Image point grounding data
═══

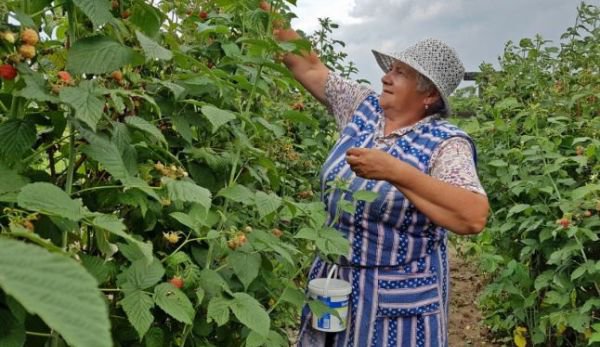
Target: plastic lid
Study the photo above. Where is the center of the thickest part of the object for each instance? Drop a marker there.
(335, 287)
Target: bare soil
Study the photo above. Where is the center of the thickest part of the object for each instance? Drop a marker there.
(466, 326)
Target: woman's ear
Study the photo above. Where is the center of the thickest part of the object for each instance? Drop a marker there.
(431, 97)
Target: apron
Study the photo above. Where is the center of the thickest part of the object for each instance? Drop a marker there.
(398, 261)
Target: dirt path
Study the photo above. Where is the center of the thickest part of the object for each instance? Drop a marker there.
(465, 325)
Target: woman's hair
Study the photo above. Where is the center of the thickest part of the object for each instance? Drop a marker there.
(425, 84)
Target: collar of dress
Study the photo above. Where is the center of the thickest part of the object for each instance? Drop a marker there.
(379, 134)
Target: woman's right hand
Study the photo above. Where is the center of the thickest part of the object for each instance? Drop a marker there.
(306, 67)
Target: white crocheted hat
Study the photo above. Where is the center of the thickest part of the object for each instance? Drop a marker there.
(433, 59)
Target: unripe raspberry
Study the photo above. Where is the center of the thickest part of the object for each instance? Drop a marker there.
(27, 51)
(30, 37)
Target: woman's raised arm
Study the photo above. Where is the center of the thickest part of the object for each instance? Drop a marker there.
(307, 68)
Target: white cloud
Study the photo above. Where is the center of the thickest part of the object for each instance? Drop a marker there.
(477, 29)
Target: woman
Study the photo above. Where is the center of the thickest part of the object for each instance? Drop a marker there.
(423, 169)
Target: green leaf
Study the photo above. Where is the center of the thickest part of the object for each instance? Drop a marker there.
(152, 49)
(155, 338)
(581, 192)
(83, 99)
(188, 191)
(237, 193)
(142, 275)
(212, 282)
(98, 55)
(218, 310)
(307, 233)
(137, 306)
(245, 266)
(174, 302)
(266, 203)
(97, 267)
(273, 340)
(518, 208)
(216, 116)
(35, 86)
(231, 49)
(16, 137)
(250, 313)
(108, 155)
(294, 296)
(332, 242)
(145, 126)
(147, 18)
(114, 225)
(97, 11)
(48, 199)
(498, 163)
(11, 181)
(58, 289)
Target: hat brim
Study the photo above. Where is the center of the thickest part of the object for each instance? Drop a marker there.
(385, 61)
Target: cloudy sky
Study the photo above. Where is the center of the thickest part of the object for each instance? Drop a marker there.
(477, 29)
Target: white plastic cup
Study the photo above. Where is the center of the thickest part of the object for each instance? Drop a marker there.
(334, 293)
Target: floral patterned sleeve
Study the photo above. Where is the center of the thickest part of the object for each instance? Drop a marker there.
(452, 162)
(343, 97)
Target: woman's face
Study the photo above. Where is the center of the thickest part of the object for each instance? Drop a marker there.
(400, 90)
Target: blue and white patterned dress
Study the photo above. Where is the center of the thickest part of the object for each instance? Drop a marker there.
(399, 271)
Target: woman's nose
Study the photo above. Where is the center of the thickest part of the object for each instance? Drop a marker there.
(385, 79)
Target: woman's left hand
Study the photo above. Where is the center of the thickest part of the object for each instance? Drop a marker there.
(370, 163)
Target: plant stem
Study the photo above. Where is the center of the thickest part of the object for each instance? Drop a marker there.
(33, 333)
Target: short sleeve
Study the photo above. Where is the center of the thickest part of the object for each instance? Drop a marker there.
(452, 162)
(343, 96)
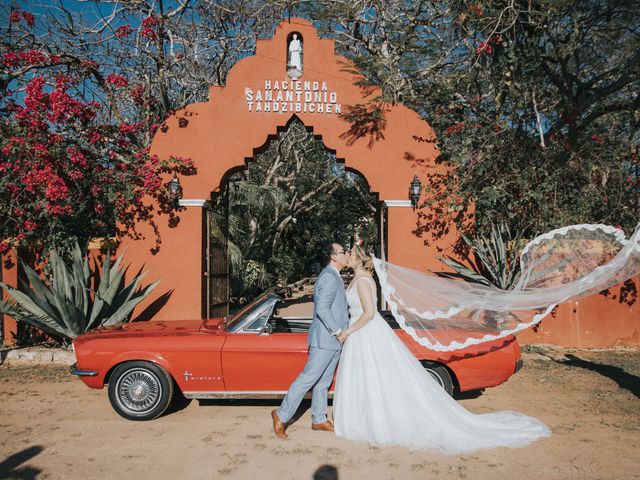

═══

• [Description of the task]:
In your answer, repeat all the entries exactly, but leave out the pictures.

• [Your response]:
Target: plastic lid
Study the photo above. Where is the center of the thickest part of the object for each instance? Drop a marker there.
(335, 287)
Target: bare soil
Study the photo above. Where is the center of the thickest part of the object for each instance? Drop a marker there.
(466, 326)
Target: woman's ear
Study the photo above. Where is the center of the thickest part of the object for each instance? Drop a marker there.
(431, 97)
Target: apron
Study the photo above. Where is the center of the thickest part of the object for each instance? Drop a marker there.
(398, 261)
Target: dirt path
Study the photo above. Where is the center of the thickest part of the object for each instance? Drop a marker there.
(465, 325)
Target: woman's hair
Study the photo above. Where is the center of the thickest part of the object for each instance? Drop a marker there.
(425, 84)
Target: collar of dress
Study the photo above. Where is the center of the thickest part of the object for each instance? Drop a marker there.
(379, 134)
Target: woman's right hand
Study the photo above. Where is the center of the thickest part of the object for each instance? Drop a marker there.
(306, 67)
Target: white crocheted hat
Study the photo above. Where is the center of the thickest part of the object for each instance? Drop a marker there.
(433, 59)
Target: unripe raspberry
Study the photo above. Where is the center of the thickest part of the object for each instance? Drop a marker there.
(27, 51)
(30, 37)
Target: woman's raised arm
Study the photo above. Where is the center of the thickest part of the object for each instance? Drop a marker there.
(307, 68)
Target: white cloud
Study the photo above. Where is the center of the thickest part of the object for each instance? Drop a marker there.
(477, 29)
Target: woman
Study the photo above. Where is the center of the thickest part of the object for each instance? Drop a marker there.
(423, 169)
Target: green leaf
Study the photo above. Where is the center of the thickest part of the object for each instance? Drop a marker there.
(152, 49)
(155, 338)
(581, 192)
(83, 99)
(188, 191)
(237, 193)
(142, 275)
(212, 282)
(98, 55)
(218, 310)
(307, 233)
(137, 306)
(245, 266)
(174, 302)
(266, 203)
(97, 267)
(273, 340)
(518, 208)
(216, 116)
(35, 86)
(231, 49)
(16, 137)
(250, 313)
(108, 155)
(294, 296)
(332, 242)
(145, 126)
(147, 18)
(114, 225)
(97, 11)
(48, 199)
(498, 163)
(11, 181)
(58, 289)
Target: hat brim
Study the photo above. Where is the center of the thickest part of the object for each instance? Drop a marker there.
(385, 61)
Target: cloudy sky
Study the photo above. Where is the center of the thickest part of the object for each instance? Drop a marker there.
(477, 29)
Target: white plastic cup
Study the photo above. Where is the center of the thickest part of the object for each instance? Drop a marker there.
(334, 293)
Target: floral patterned sleeve
Study the photo above. Where is the center of the thickest part of the object for each instance? Drop a marker there.
(452, 162)
(343, 97)
Target: woman's face
Study the photo above. Where is the center of the thickest part of the object for each instance? Drop a marker there.
(400, 90)
Target: blue and white patterned dress
Study the photo above. Where is the center of the thickest part of the object for each instance? Drop a marker there.
(399, 271)
Target: woman's nose
Study the photo above. Where is the center of the thickest part of the object for each instance? Drop a marker there.
(385, 79)
Target: woman's left hand
Study the photo above. Where is the center of the thickest part of the object for each instance? Drop a marker there.
(370, 163)
Target: plant stem
Study the photo above. Where is the center of the thickest part of the object for each instance? Drop a marker there.
(33, 333)
Target: short sleeve
Study the photo above. Where is the center of the thickest part of the object for each instance? Drop a marker there.
(452, 162)
(343, 96)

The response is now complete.